**EXERCISE TASK**: Rewrite every line of the listing below, substituting "fence" for each occurrence of "railing" and leaving all other text unchanged.

**MATERIAL**:
-*-*-
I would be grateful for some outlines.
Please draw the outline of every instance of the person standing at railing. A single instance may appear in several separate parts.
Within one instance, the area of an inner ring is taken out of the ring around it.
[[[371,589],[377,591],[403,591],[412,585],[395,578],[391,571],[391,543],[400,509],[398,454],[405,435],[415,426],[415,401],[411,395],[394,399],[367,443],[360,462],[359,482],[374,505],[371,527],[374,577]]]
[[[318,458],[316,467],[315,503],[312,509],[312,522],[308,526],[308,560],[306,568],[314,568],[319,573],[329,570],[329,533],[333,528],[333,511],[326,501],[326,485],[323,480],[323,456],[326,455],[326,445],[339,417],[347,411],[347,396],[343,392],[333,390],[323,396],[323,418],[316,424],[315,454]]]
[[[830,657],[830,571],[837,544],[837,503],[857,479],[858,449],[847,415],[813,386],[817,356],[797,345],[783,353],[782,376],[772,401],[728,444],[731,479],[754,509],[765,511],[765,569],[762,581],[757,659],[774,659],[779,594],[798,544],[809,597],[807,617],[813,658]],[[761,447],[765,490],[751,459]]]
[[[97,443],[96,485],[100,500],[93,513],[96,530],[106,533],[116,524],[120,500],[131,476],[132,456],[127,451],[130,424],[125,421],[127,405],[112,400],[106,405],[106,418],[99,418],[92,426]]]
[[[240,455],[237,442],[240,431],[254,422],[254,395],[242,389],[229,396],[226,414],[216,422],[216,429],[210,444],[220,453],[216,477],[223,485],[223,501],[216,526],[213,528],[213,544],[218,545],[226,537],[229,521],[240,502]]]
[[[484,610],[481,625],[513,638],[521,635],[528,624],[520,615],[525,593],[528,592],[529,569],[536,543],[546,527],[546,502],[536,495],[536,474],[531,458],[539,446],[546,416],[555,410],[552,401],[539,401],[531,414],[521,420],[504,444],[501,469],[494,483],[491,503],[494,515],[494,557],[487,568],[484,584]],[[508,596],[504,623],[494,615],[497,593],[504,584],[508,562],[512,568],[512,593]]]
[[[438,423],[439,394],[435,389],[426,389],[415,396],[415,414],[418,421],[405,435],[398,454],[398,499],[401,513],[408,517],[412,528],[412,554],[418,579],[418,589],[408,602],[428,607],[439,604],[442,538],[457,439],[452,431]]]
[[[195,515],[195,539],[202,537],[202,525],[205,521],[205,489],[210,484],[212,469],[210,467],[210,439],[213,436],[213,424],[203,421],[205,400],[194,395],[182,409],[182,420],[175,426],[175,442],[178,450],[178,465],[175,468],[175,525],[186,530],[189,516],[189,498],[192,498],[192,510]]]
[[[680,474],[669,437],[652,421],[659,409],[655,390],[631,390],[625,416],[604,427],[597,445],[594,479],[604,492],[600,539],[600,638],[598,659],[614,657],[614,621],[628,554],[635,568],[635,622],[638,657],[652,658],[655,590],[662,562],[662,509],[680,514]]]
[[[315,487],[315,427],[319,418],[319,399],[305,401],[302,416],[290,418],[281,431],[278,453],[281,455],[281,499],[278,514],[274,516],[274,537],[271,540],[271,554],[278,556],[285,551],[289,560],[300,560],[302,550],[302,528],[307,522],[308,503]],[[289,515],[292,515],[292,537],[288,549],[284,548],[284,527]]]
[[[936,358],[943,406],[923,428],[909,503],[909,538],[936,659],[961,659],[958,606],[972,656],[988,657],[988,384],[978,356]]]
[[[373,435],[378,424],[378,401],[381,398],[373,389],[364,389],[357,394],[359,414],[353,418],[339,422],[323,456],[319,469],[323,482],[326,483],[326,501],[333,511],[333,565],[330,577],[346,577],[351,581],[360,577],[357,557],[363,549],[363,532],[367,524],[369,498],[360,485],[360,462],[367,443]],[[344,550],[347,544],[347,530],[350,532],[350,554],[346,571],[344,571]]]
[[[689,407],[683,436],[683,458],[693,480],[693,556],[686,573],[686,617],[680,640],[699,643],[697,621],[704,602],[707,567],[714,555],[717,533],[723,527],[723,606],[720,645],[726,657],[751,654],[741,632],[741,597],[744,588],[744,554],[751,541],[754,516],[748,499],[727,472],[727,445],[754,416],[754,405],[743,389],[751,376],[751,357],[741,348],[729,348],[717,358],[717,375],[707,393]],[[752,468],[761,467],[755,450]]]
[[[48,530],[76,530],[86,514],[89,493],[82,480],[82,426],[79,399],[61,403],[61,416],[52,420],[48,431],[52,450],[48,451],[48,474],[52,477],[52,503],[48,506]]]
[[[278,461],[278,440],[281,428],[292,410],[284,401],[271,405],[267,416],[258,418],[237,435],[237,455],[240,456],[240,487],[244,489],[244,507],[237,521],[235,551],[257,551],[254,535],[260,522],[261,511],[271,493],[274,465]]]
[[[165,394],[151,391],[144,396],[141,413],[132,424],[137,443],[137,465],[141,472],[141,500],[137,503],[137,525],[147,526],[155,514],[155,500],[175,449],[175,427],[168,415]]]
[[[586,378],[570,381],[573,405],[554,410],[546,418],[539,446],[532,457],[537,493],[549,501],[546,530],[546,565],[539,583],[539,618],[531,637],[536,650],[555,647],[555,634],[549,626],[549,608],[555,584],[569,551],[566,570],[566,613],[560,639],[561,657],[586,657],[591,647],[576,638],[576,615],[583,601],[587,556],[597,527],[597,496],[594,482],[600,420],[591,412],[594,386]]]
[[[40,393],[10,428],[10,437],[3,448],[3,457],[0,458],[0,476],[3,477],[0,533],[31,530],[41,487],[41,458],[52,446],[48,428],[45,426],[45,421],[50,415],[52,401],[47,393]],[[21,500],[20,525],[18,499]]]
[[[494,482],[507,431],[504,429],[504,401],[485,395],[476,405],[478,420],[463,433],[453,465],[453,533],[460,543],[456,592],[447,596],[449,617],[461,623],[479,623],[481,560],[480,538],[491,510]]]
-*-*-
**THE REPLY**:
I would be grateful for some outlines.
Please draw the outline of every instance of the person standing at fence. A single instance may appear in several separate parts.
Within one instance, the area of an inner ring is taken out of the ring around it.
[[[371,589],[377,591],[403,591],[412,585],[395,578],[391,571],[391,543],[400,509],[398,454],[405,435],[415,426],[415,401],[411,395],[394,399],[367,443],[360,462],[359,482],[374,505],[371,527],[374,577]]]
[[[318,458],[316,467],[315,503],[312,509],[312,522],[308,526],[308,560],[306,568],[314,568],[319,573],[329,570],[329,533],[333,528],[333,511],[326,501],[326,485],[323,480],[323,456],[326,455],[326,445],[339,417],[347,411],[347,396],[343,392],[333,390],[323,396],[323,418],[316,424],[315,454]]]
[[[830,657],[830,571],[837,544],[837,503],[857,479],[858,449],[847,415],[813,386],[817,356],[797,345],[783,353],[782,376],[772,401],[728,444],[731,479],[754,509],[765,511],[765,569],[762,581],[757,659],[774,659],[779,594],[798,544],[809,597],[807,617],[813,658]],[[761,447],[765,490],[751,459]]]
[[[97,443],[96,485],[100,500],[93,513],[96,530],[106,533],[116,524],[120,500],[131,476],[132,456],[127,451],[130,424],[125,421],[127,405],[112,400],[106,405],[106,418],[99,418],[92,426]]]
[[[240,455],[237,442],[240,431],[254,422],[254,395],[242,389],[229,396],[226,414],[216,422],[216,429],[210,444],[220,453],[216,477],[223,485],[223,501],[216,526],[213,528],[213,544],[218,545],[226,537],[229,521],[240,502]]]
[[[484,610],[481,625],[513,638],[521,635],[528,624],[520,615],[525,593],[528,592],[529,569],[536,543],[546,527],[546,502],[536,495],[536,474],[531,458],[539,446],[546,416],[555,410],[552,401],[539,401],[531,414],[521,420],[504,444],[501,469],[494,483],[491,503],[494,515],[494,557],[487,568],[484,584]],[[508,596],[504,623],[494,615],[497,593],[504,584],[508,562],[512,568],[512,593]]]
[[[438,423],[439,394],[435,389],[426,389],[415,396],[415,414],[418,421],[405,435],[398,454],[398,499],[401,513],[408,517],[412,528],[412,554],[418,579],[418,589],[408,602],[428,607],[439,604],[442,538],[457,439],[452,431]]]
[[[195,515],[195,539],[202,537],[202,525],[205,521],[205,489],[210,484],[212,469],[210,467],[210,439],[213,436],[213,424],[203,421],[205,400],[194,395],[182,409],[182,420],[175,426],[175,442],[178,450],[178,465],[175,468],[175,525],[186,530],[189,516],[189,498],[192,498],[192,510]]]
[[[680,474],[669,437],[652,421],[659,409],[655,390],[631,390],[625,416],[604,427],[597,445],[594,479],[604,492],[600,539],[600,638],[598,659],[614,657],[614,621],[628,554],[635,568],[635,622],[638,657],[652,658],[655,590],[662,562],[662,509],[680,514]]]
[[[315,487],[315,427],[319,418],[319,399],[305,401],[302,416],[290,418],[281,431],[278,453],[281,455],[281,499],[278,514],[274,516],[274,537],[271,540],[271,554],[278,556],[285,551],[289,560],[300,560],[302,550],[302,528],[307,522],[308,503]],[[289,515],[292,515],[292,537],[288,549],[284,548],[284,527]]]
[[[936,358],[943,406],[923,428],[909,503],[909,538],[936,659],[961,659],[958,606],[972,656],[988,657],[988,384],[978,356]]]
[[[373,435],[378,424],[378,401],[381,398],[373,389],[364,389],[357,394],[359,414],[353,418],[339,422],[323,456],[319,469],[323,482],[326,483],[326,501],[333,511],[333,565],[330,577],[346,577],[351,581],[360,577],[357,557],[363,549],[363,532],[367,524],[369,498],[360,485],[360,462],[367,443]],[[344,550],[347,544],[347,530],[350,532],[350,554],[346,571],[344,571]]]
[[[689,407],[683,436],[683,458],[693,480],[693,556],[686,573],[686,617],[680,640],[699,643],[697,621],[704,602],[707,567],[714,555],[717,533],[723,527],[723,606],[720,645],[726,657],[751,654],[741,632],[741,597],[744,588],[744,554],[751,541],[754,516],[748,499],[727,472],[727,445],[754,416],[754,405],[743,389],[751,376],[751,357],[741,348],[729,348],[717,358],[717,375],[707,393]],[[752,468],[761,467],[755,450]]]
[[[48,530],[76,530],[86,514],[89,493],[82,480],[82,426],[79,399],[61,403],[61,416],[52,420],[48,431],[52,450],[48,451],[48,474],[52,477],[52,503],[48,506]]]
[[[278,461],[278,440],[281,428],[292,410],[284,401],[271,405],[267,416],[258,418],[237,435],[237,455],[240,456],[240,487],[244,489],[244,507],[237,521],[235,551],[257,551],[254,535],[260,522],[261,511],[271,493],[274,465]]]
[[[165,394],[151,391],[144,396],[141,413],[132,424],[137,443],[137,465],[141,472],[141,500],[137,503],[137,525],[147,526],[155,514],[155,500],[175,449],[175,427],[168,415]]]
[[[586,378],[570,381],[573,405],[554,410],[546,418],[539,446],[532,457],[537,493],[549,501],[546,530],[546,565],[539,583],[539,618],[531,637],[536,650],[555,647],[555,634],[549,626],[549,608],[555,584],[569,551],[566,570],[566,613],[560,639],[561,657],[586,657],[591,647],[576,638],[576,615],[583,601],[587,556],[597,527],[597,496],[594,482],[600,420],[591,412],[594,386]]]
[[[40,393],[10,428],[10,437],[3,448],[3,457],[0,458],[0,476],[3,477],[0,533],[31,530],[41,487],[41,458],[52,446],[48,428],[45,426],[45,421],[50,415],[52,401],[47,393]],[[21,500],[20,525],[18,499]]]
[[[494,482],[507,431],[504,429],[504,401],[485,395],[476,405],[478,420],[463,433],[453,465],[453,533],[460,543],[456,592],[447,596],[449,617],[461,623],[479,623],[481,560],[480,538],[491,510]]]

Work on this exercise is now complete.